*ОТРЫВОК ТЕКСТА*.
★ ★ ★ ★ ★ ★ ★
На другой день, 12 жерминаля, обвинительный акт Фукье Тенвилля, многословный список с обвинениями Сен-Жюста, передан был обвиняемым, и второй том записок о тюрьмах говорит следующее о том впечатлении, которое произвело чтение означенного акта:
«Когда заключенные получили обвинительный акт, Камилл стал с яростью и негодованием ходить взад и вперед по комнате; Филиппо, взволнованный, сложил руки и обратил взоры к небу, Дантон же улыбался и насмехался над Камиллом Демуленом. Потом он пошел к Лакруа и спросил его мнение.
— Я скорей обрежу себе волосы, чтобы Сансон не прикасался к ним, — сказал тот.
— Будет еще интереснее, когда Сансон займется нашими горловыми венами.
— Я думаю, нам следует отвечать только перед комитетами.
— Да, ты прав, надо постараться растрогать народ».
★ ★ ★ ★ ★ ★ ★
*ЗАПИСИ НАБОРА ДАННЫХ*.
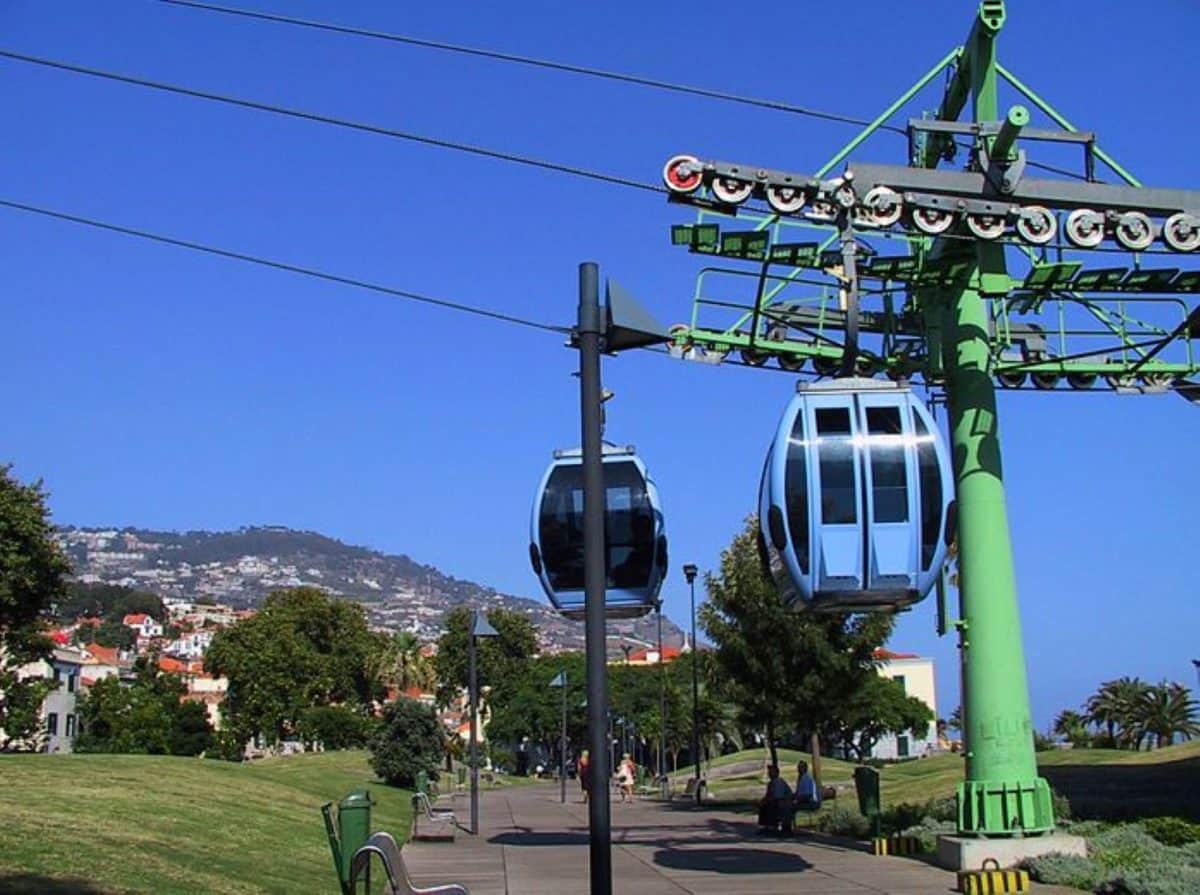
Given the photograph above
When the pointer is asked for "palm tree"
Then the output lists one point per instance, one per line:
(1114, 707)
(1165, 710)
(1072, 726)
(405, 667)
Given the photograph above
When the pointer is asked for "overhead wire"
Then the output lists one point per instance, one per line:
(318, 118)
(442, 46)
(283, 265)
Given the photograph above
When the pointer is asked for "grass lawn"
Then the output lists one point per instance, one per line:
(115, 823)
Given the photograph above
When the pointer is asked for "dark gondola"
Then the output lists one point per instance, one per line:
(635, 536)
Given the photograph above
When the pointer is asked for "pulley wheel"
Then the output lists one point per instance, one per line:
(1085, 228)
(683, 174)
(1134, 230)
(885, 205)
(845, 196)
(985, 226)
(786, 199)
(731, 191)
(1181, 233)
(826, 366)
(1157, 380)
(1037, 224)
(931, 221)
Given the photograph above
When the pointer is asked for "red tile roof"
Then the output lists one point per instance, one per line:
(887, 654)
(107, 655)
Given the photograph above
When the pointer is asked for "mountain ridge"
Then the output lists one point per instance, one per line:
(241, 566)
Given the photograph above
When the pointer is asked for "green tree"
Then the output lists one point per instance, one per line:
(1072, 726)
(148, 716)
(1115, 708)
(821, 659)
(498, 659)
(742, 614)
(876, 708)
(114, 634)
(1164, 712)
(303, 649)
(402, 665)
(409, 742)
(33, 571)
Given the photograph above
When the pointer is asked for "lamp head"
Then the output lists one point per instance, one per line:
(481, 628)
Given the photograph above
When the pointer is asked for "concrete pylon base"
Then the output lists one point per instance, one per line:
(970, 852)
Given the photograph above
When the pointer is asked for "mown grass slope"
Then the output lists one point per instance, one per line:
(120, 823)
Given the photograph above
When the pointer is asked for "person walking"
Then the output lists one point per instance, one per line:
(625, 775)
(585, 775)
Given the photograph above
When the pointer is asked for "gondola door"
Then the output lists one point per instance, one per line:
(891, 509)
(834, 476)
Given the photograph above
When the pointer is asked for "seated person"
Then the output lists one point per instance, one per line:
(775, 806)
(808, 797)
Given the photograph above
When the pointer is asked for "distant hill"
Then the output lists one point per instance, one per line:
(240, 568)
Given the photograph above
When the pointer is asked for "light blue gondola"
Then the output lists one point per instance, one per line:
(855, 498)
(635, 535)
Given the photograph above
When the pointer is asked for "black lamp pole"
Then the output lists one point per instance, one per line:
(689, 572)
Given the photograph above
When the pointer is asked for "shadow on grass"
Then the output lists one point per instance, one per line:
(731, 860)
(34, 884)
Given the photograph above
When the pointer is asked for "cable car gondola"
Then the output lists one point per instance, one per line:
(855, 499)
(635, 535)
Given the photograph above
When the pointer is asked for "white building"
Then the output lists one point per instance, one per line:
(143, 624)
(916, 676)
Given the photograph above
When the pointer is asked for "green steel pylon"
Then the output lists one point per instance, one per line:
(1001, 793)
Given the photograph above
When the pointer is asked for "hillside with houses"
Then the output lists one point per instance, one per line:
(240, 568)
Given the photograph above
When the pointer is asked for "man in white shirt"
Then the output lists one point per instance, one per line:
(808, 797)
(775, 806)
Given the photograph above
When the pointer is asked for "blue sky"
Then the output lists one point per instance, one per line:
(159, 388)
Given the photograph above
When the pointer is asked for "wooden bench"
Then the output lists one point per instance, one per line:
(442, 824)
(383, 846)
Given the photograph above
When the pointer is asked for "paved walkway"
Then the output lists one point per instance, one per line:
(532, 845)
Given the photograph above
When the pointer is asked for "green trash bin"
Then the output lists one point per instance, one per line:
(353, 827)
(867, 785)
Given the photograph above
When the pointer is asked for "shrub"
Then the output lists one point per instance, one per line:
(1128, 848)
(1155, 881)
(1191, 854)
(928, 832)
(1067, 870)
(1061, 806)
(408, 743)
(844, 821)
(1173, 830)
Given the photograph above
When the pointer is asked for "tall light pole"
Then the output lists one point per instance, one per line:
(479, 628)
(689, 572)
(561, 682)
(663, 698)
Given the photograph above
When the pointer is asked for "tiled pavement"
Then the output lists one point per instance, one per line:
(532, 845)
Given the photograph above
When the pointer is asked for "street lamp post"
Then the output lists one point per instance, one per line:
(561, 682)
(479, 628)
(689, 572)
(663, 698)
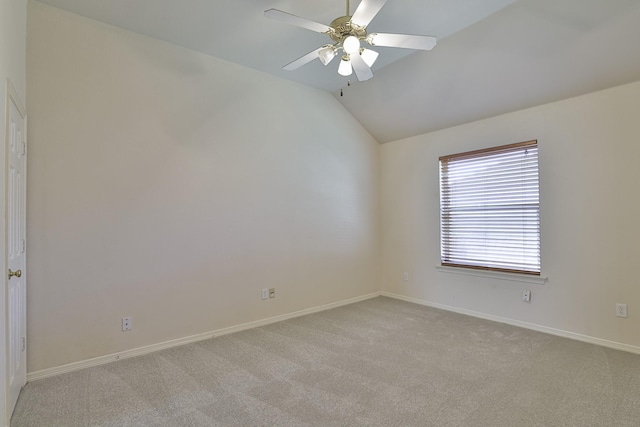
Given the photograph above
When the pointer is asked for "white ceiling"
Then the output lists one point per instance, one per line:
(493, 56)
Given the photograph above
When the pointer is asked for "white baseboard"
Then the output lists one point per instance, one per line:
(101, 360)
(545, 329)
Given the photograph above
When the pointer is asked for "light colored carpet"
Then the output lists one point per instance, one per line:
(381, 362)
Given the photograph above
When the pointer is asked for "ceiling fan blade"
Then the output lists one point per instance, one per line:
(366, 11)
(402, 40)
(363, 72)
(302, 60)
(288, 18)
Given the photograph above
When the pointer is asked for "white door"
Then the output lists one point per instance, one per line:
(16, 251)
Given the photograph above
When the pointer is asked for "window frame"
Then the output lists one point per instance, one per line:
(446, 250)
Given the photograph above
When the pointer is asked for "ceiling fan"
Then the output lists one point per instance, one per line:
(347, 33)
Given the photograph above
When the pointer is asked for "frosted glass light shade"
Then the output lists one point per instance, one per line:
(345, 68)
(369, 56)
(326, 54)
(351, 45)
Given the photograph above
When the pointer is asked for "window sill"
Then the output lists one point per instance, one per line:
(512, 277)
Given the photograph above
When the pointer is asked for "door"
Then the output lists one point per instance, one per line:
(16, 149)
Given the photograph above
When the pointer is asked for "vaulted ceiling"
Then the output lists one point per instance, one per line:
(492, 57)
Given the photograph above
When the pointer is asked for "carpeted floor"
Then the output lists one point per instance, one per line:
(381, 362)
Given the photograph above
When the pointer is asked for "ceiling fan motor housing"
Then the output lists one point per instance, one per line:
(343, 28)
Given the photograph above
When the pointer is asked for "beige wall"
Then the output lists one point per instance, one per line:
(13, 28)
(590, 208)
(172, 186)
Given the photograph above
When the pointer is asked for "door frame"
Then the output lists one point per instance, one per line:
(11, 98)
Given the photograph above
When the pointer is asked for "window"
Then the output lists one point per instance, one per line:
(490, 210)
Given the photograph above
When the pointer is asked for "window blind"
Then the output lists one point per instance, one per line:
(490, 210)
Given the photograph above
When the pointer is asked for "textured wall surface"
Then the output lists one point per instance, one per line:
(172, 187)
(589, 216)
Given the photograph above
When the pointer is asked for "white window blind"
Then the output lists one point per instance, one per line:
(490, 210)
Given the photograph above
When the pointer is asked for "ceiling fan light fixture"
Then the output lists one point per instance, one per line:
(369, 56)
(351, 45)
(326, 54)
(345, 68)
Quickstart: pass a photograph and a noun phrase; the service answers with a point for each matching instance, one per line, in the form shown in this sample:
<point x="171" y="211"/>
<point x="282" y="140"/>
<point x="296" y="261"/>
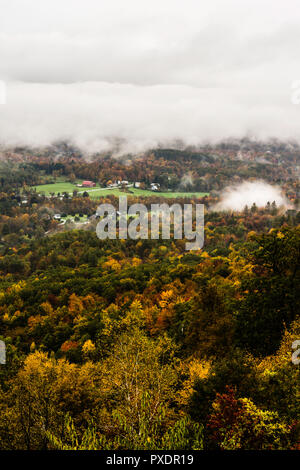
★ ★ ★ ★ ★ ★ ★
*ЗАДАНИЕ 1*. Верните дословно фрагмент отрывка об обвинительном акте Фукье Тенвилля: начните со слов «На другой день, 12» и остановитесь после слов «только перед комитетами.».
*ЗАДАНИЕ 2*. Перечислите всех людей, названных по имени в отрывке об обвинительном акте Фукье Тенвилля.
*ЗАДАНИЕ 3*. Продолжите отрывок об обвинительном акте Фукье Тенвилля, начав сразу после его последней фразы.

*ИТОГОВЫЙ ОТВЕТ 1*.
На другой день, 12 жерминаля, обвинительный акт Фукье Тенвилля, многословный список с обвинениями Сен-Жюста, передан был обвиняемым, и второй том записок о тюрьмах говорит следующее о том впечатлении, которое произвело чтение означенного акта:
«Когда заключенные получили обвинительный акт, Камилл стал с яростью и негодованием ходить взад и вперед по комнате; Филиппо, взволнованный, сложил руки и обратил взоры к небу, Дантон же улыбался и насмехался над Камиллом Демуленом. Потом он пошел к Лакруа и спросил его мнение.
— Я скорей обрежу себе волосы, чтобы Сансон не прикасался к ним, — сказал тот.
— Будет еще интереснее, когда Сансон займется нашими горловыми венами.
— Я думаю, нам следует отвечать только перед комитетами.

*ИТОГОВЫЙ ОТВЕТ 2*.
Фукье Тенвилль
Сен-Жюст
Камилл Демулен
Филиппо
Дантон
Лакруа
Сансон

*ИТОГОВЫЙ ОТВЕТ 3*.
Но волнение, на которое рассчитывал Дантон, уже проявилось. Весть об аресте, о заключении Камилла, ставшего в последнее время весьма популярным, произвела глубокое впечатление. В продолжение дней, 11 и 12 жерминаля, множество народа прогуливалось в садах Люксембурга, и отец говорил мне, что многие останавливались перед этими гранитными стенами, безмолвно взирая на них и как бы ожидая, что при одном звуке голоса Дантона стены этого нового Иерихона разрушатся и рассыплются.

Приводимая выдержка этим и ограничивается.